- BRIEF
Below are the records; copy each line in them that holds the word "house".

- PROVIDED DATA
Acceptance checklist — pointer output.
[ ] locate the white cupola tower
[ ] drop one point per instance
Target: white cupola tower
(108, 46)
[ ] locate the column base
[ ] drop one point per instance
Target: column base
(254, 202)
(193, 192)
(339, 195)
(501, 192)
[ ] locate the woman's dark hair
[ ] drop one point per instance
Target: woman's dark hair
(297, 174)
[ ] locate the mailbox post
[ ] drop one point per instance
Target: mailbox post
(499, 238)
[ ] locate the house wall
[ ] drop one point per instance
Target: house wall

- SOLUTION
[ ] locate the house wall
Target: house wall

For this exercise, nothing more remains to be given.